→ **Short task**
Could you render the listing below as a numbered list, leaving out blank lines and the pictures?

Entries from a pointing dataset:
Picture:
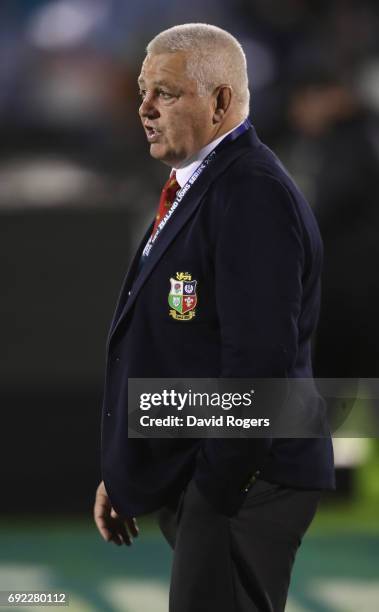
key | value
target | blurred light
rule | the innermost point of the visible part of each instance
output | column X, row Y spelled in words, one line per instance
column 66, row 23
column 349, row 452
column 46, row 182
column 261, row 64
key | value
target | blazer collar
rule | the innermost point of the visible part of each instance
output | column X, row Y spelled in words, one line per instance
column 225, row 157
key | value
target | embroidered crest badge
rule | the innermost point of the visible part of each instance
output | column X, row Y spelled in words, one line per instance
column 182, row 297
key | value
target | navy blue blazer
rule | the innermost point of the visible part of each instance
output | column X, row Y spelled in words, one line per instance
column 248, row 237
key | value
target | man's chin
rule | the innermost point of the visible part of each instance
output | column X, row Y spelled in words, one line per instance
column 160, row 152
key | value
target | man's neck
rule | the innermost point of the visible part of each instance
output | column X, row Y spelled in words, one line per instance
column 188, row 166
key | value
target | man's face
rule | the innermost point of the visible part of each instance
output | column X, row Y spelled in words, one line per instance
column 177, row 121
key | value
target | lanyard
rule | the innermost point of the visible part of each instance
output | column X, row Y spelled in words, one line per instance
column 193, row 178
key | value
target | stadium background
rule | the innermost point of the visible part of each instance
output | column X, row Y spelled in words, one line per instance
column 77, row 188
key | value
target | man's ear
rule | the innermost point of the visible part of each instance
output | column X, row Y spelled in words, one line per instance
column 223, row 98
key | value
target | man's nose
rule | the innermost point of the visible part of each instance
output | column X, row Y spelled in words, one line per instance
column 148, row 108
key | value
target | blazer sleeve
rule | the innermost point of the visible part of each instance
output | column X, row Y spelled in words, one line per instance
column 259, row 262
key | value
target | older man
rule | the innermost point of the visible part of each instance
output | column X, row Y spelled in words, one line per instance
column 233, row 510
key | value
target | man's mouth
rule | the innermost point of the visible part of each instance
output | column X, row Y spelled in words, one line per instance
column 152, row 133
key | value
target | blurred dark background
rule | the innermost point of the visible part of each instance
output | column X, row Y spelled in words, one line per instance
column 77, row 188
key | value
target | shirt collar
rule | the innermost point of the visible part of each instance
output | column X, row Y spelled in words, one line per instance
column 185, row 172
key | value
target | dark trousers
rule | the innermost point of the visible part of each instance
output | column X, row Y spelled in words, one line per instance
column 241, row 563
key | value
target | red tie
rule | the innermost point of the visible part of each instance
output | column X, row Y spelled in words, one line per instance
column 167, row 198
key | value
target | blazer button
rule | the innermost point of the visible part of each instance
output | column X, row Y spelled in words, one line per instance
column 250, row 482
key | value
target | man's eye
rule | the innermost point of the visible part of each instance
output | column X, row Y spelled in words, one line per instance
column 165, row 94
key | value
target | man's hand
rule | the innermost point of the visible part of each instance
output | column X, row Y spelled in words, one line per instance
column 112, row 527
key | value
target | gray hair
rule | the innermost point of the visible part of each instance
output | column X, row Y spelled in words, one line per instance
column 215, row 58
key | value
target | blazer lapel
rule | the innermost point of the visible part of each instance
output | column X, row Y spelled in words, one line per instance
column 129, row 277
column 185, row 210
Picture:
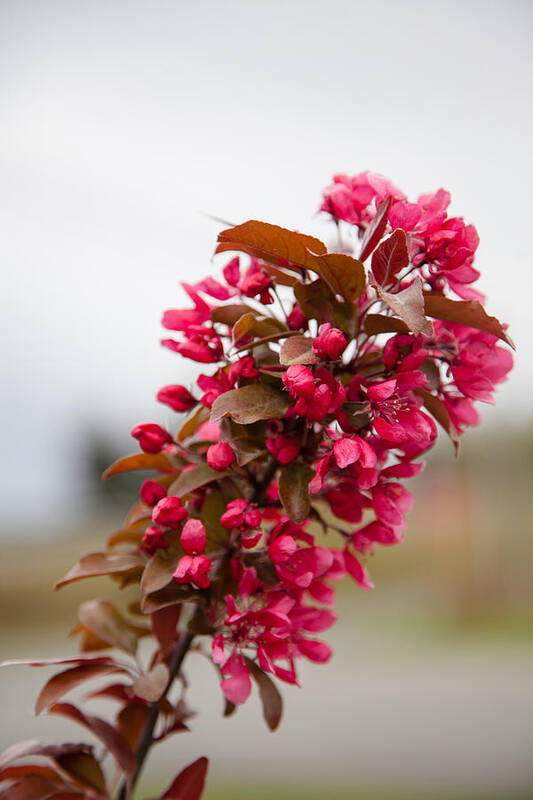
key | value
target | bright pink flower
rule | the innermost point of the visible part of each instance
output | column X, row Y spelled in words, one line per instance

→ **Response to this exercise**
1. Picture:
2. key | value
3. target | blurred light
4. rule | the innermost point of the visible part of each instance
5. output | column X, row Y spelled in words, one line per instance
6. column 66, row 23
7. column 349, row 452
8. column 46, row 182
9. column 261, row 64
10. key | value
11. target | blazer collar
12. rule | the innermost point of the visible part of each instance
13. output | column X, row Y spelled in words, one line per instance
14. column 225, row 157
15. key | value
16. target | embroidered crest badge
17. rule | the innermost point of the visible part of each instance
18. output | column X, row Y spelled in words, one line per instance
19. column 182, row 297
20. key | value
21. target | navy blue blazer
22. rule | the innermost point of the visible part of each instance
23. output | column X, row Y spelled in words, one line per instance
24. column 248, row 237
25. key | value
26. target | man's chin
27. rule | the innermost point of the visible part of each instance
28. output | column X, row Y spelled in words, one line per instance
29. column 160, row 152
30. key | value
31. target | man's neck
32. rule | the innermost point of the visible part of each instance
33. output | column X, row Y spelled in words, one line per instance
34. column 188, row 166
35. key | value
36. target | man's face
37. rule | the innermost point of the visible part of each instance
38. output | column X, row Y spelled in words, one line per instance
39. column 177, row 121
40. key | value
41. target | lanyard
42. rule | the innermost point of the visible part of each instance
43. output | column X, row Y spelled in words, one line per instance
44. column 193, row 178
45. key | value
46. target | stadium background
47. rule | the innermost point of the visible part of each instance
48. output | column X, row Y spelled in words, one line per instance
49. column 77, row 188
50. key | value
51. target | man's ear
52. rule | the innermost point of the visible part of each instance
53. output | column X, row Y spelled in words, one line per instance
54. column 223, row 98
55. key | value
56. target | man's nose
57. rule | the innermost point of the visible part of each instance
58. output | column X, row Y spelled in words, one line per instance
59. column 148, row 108
60. key | value
61. target | blazer sleeve
62. rule | the innermost point of the visible part of each instance
63. output | column X, row Y spelled in words, one line per instance
64. column 259, row 262
65. key | value
66. target | older man
67. rule | the innermost point of the visible part of each instance
68. output | column X, row Y spelled in words, one line per instance
69. column 233, row 510
70. key | value
71. target | man's mouth
72. rule | the innermost point of the visible part of each instance
73. output | column X, row Y spelled in words, one line per instance
74. column 152, row 133
75. key | value
76. target | blurred dark background
77. rule | the innermost point of the visible part of each instance
78. output | column X, row Y spelled in words, one line per instance
79. column 77, row 188
80. key | value
81. target | shirt collar
82. rule | the innermost point of the visible part of each instance
83. output | column X, row Y spelled in words, one line per instance
84. column 185, row 172
85. key | value
86. target | dark trousers
87. rule | the innermost point of the visible part of each instance
88. output | column X, row Y spelled in words, one line per instance
89. column 241, row 563
90. key | value
91. target | red tie
92. rule | the innermost point of the visible part of each instance
93. output | column X, row Y spelled in words, one line per instance
94. column 167, row 198
95. key | value
96. target | blazer button
97. rule | the innermost point of the visible part of each instance
98. output | column X, row Y spelled in words, one line per instance
99. column 250, row 482
100. key | value
101. target | man's eye
102. rule | the innermost point of the visible part of each instance
103. output | column X, row Y spelled in words, one line per instance
104. column 165, row 94
105. key | value
106. target | man's hand
107. rule | the innermost point of the visible part of each instance
108. output | column X, row Y spelled in words, one line per instance
109. column 112, row 527
110. key | value
111. target | gray hair
112. rule | the innermost point of the visible part of each instance
113. output | column X, row Y spelled in words, one line per instance
114. column 215, row 58
115. key | value
116. target | blazer lapel
117. rule | the innermost point of the visible part of each instance
118. output | column X, row Y spelled in words, one line per instance
119. column 129, row 277
120. column 185, row 210
121. Picture:
122. key | value
123. target | bright pink flower
124. rule | the innermost point of the visible part of each instance
125. output | column X, row Y spelled in words, one line per instance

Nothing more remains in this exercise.